━━━━━ Exercise passage ━━━━━

Franz Pfeiffer was born in Solothurn as a Bürger (citizen) of Bettlach. After studying at the Ludwig-Maximilians-Universität München, he went to Stuttgart, where in 1846 he became librarian to the royal library. In 1856, Pfeiffer founded Germania, a quarterly periodical devoted to German antiquarian research. In 1857, having established himself as one of the foremost authorities on German medieval literature and philology, he was appointed professor of these subjects at the University of Vienna, and in 1860 was made a member of the Imperial Academy of Sciences.

In his later years he traveled regularly to Überlingen am Bodensee to take the waters at the city's spa. He died in Vienna.

==Works==
Pfeiffer's most significant work is arguably the second volume of his Die deutschen Mystiker (German Mysticism). In this volume Pfeiffer collected the surviving German texts of the 14th Century mystic Meister Eckhart, who was at that time largely forgotten. This publication of the German Eckhartian corpus led to the modern revival of interest in Eckhart. Though there was subsequent dispute as to how many of the texts in Pfeiffer's edition are genuinely by Eckhart, his edition remains a classic reference, though it has been superseded by the critical edition begun in 1936 under the aegis of the Deutsche Forschungsgemeinschaft and only now nearing completion. The early translators of Eckhart into English, Evans and Blakney, depended largely on Pfeiffer for their source material.

━━━━━

### What this task involves:
Print the section of the passage on Franz Pfeiffer starting at "Franz Pfeiffer was" and ending at "died in Vienna.", word for word.

━━━━━ Extracted material ━━━━━

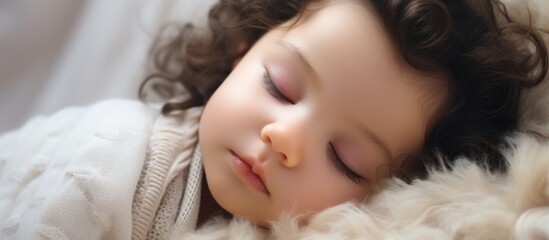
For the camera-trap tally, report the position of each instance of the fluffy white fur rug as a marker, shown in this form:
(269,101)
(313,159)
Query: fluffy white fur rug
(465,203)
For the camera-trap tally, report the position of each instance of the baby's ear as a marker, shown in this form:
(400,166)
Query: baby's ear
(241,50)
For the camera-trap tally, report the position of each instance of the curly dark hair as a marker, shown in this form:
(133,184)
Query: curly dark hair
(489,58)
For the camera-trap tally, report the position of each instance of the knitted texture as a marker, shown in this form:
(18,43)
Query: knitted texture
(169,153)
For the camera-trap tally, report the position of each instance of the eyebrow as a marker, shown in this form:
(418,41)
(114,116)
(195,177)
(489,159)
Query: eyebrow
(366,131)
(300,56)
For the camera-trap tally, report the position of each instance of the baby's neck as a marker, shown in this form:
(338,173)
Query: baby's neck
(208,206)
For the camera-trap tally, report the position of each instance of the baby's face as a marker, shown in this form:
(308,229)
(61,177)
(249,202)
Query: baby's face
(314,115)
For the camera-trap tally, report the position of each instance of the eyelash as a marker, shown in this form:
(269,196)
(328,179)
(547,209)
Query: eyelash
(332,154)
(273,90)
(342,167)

━━━━━
━━━━━ Extracted material ━━━━━

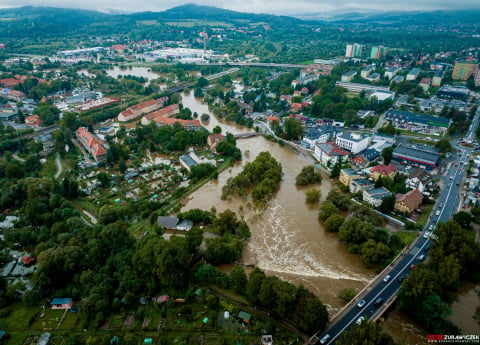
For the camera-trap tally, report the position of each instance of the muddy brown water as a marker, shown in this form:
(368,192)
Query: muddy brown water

━━━━━

### Solution:
Franz Pfeiffer was born in Solothurn as a Bürger (citizen) of Bettlach. After studying at the Ludwig-Maximilians-Universität München, he went to Stuttgart, where in 1846 he became librarian to the royal library. In 1856, Pfeiffer founded Germania, a quarterly periodical devoted to German antiquarian research. In 1857, having established himself as one of the foremost authorities on German medieval literature and philology, he was appointed professor of these subjects at the University of Vienna, and in 1860 was made a member of the Imperial Academy of Sciences.

In his later years he traveled regularly to Überlingen am Bodensee to take the waters at the city's spa. He died in Vienna.